La fonction réflexive des processus participatifs : enseignements pour des projets futurs

Les apprentissages peuvent également être envisagés sous l’angle d’une capitalisation et d’un réinvestissement dans d’autres projets urbains, ce qui tend à souligner la portée réflexive de l’expérience participative pour les professionnels de l’urbain.

C’est principalement à partir des erreurs et des écueils de la « concertation » des Halles que les professionnels ont développé des discours concernant leurs futures pratiques quant à l’implication des habitants14. Les défauts de méthode pointés pour l’opération des Halles peuvent être ainsi mobilisés pour réfléchir à de meilleures manières de faire à l’avenir. Il s’agit alors d’une forme d’apprentissage « en négatif » à partir de l’implication dans le processus participatif, qui correspond à l’idée de Jean-Michel Fourniau et de Louis Simard selon laquelle « l’expérience et son évaluation en termes de succès et d’échecs favorisent l’adoption d’attitudes nouvelles dans la conduite des projets » (Fourniau, Simard, 2007).

Parmi les problèmes mis en avant par les acteurs professionnels et politiques comme étant à améliorer dans les pratiques participatives, un certain nombre rejoignait les modalités de critères que nous avons utilisés comme grille d’évaluation (transparence, temporalité, inclusion, égalité, argumentation ; Gardesse, 2012). Ainsi, des défauts de clarification et de hiérarchisation des thématiques semblent avoir été perçus par les acteurs en charge des dispositifs. La question de la clarification des règles émerge notamment au sujet de la formalisation de la méthode. Au demeurant, la Charte de la concertation et l’organisation qu’elle entérine sont globalement remises en question par les différents acteurs au cours de nos entretiens. Plusieurs d’entre eux estiment par exemple que les modalités définies par ce document étaient « trop rigides ». Finalement, il ressort des discours des professionnels de l’urbain qu’ils ne sont pas convaincus qu’un modèle méthodologique puisse exister pour organiser un processus participatif – alors même qu’on peut observer par ailleurs la demande récurrente de professionnels d’avoir accès à des « boîtes à outils » de la participation. L’exemple de la Charte de la concertation pour le projet des Halles semble au contraire les avoir convaincus qu’il y a un risque à trop « figer » les modalités organisationnelles des dispositifs. Certains évoquent la possibilité de poser des principes en amont des processus participatifs, mais avec l’idée que la méthode doit être adaptée à chaque projet.

Ainsi, même si c’est principalement par leurs dysfonctionnements, les dispositifs participatifs organisés pour l’opération des Halles semblent avoir eu une fonction réflexive pour les acteurs professionnels, pouvant éventuellement entraîner des changements dans leurs futures pratiques. Néanmoins, il faut souligner que cette réflexivité ne va pas jusqu’à interroger le travail technique, de conception et de production du projet, des professionnels. Elle concerne surtout les possibilités d’échanger avec des habitants autour d’un projet urbain pour les associer à la réflexion.

**EXERCICE COURT 1**.
Indiquez si chacune des affirmations (a), (b) et (c) concorde avec le texte sur les processus participatifs, en répondant par oui ou par non et en citant les mots du texte qui tranchent.
(a) Les professionnels ont surtout tiré leurs réflexions des réussites de la concertation des Halles.
(b) Plusieurs acteurs jugent trop rigides les modalités définies par la Charte de la concertation.
(c) La réflexivité des professionnels s’étend jusqu’à leur travail technique de conception du projet.
**EXERCICE COURT 2**. Reprenez le passage du texte sur les processus participatifs qui commence par « Les apprentissages peuvent » et se poursuit jusqu’à « professionnels de l’urbain. », en renommant « projets urbains » en « opérations d’aménagement ».
**EXERCICE COURT 3**.
Répondez aux questions suivantes d’après le texte sur les processus participatifs.
(a) Quels auteurs sont cités pour l’idée que l’expérience et son évaluation favorisent l’adoption d’attitudes nouvelles ?
(b) Quels critères composent la grille d’évaluation mentionnée ?
(c) Quel document est remis en question par les différents acteurs au cours des entretiens ?

**MATÉRIEL FOURNI**.
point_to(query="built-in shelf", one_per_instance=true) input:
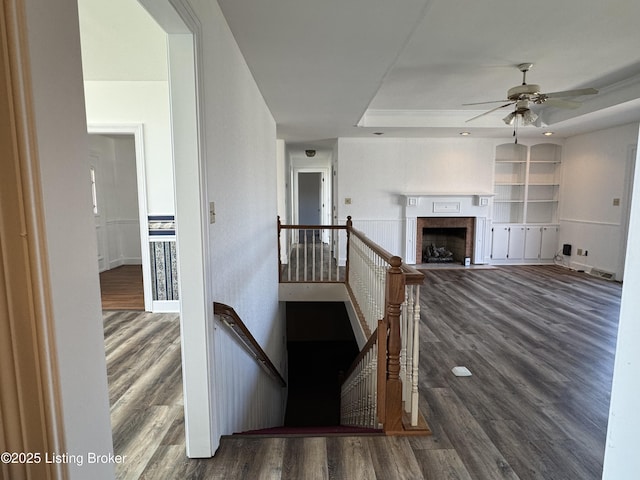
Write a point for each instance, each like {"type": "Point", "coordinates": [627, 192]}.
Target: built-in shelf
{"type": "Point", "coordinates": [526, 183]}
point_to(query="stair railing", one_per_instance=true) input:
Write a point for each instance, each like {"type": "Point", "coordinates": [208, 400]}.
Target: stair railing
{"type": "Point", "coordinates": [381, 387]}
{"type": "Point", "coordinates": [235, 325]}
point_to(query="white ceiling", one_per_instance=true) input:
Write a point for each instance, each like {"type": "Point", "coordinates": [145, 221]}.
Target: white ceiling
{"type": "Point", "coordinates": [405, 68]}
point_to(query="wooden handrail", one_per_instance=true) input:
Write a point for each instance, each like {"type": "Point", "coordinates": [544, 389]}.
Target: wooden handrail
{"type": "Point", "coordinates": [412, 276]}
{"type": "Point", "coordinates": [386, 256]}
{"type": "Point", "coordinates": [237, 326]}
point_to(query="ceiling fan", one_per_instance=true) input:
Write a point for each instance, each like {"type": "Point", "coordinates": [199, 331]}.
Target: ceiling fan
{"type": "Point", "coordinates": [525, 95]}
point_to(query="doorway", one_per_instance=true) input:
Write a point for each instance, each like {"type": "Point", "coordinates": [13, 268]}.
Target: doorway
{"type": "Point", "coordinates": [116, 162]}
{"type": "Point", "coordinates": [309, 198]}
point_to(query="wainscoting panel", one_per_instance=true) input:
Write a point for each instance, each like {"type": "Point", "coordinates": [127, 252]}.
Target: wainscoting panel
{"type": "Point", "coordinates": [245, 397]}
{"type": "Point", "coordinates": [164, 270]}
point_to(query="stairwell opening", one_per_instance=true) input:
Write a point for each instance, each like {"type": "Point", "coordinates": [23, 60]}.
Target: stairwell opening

**CORRIGÉ 1**.
(a) Non : « C’est principalement à partir des erreurs et des écueils de la « concertation » des Halles que les professionnels ont développé des discours concernant leurs futures pratiques »
(b) Oui : « Plusieurs d’entre eux estiment par exemple que les modalités définies par ce document étaient « trop rigides » »
(c) Non : « cette réflexivité ne va pas jusqu’à interroger le travail technique, de conception et de production du projet, des professionnels »

**CORRIGÉ 2**.
Les apprentissages peuvent également être envisagés sous l’angle d’une capitalisation et d’un réinvestissement dans d’autres opérations d’aménagement, ce qui tend à souligner la portée réflexive de l’expérience participative pour les professionnels de l’urbain.

**CORRIGÉ 3**.
(a) Jean-Michel Fourniau et Louis Simard.
(b) La transparence, la temporalité, l’inclusion, l’égalité et l’argumentation.
(c) La Charte de la concertation.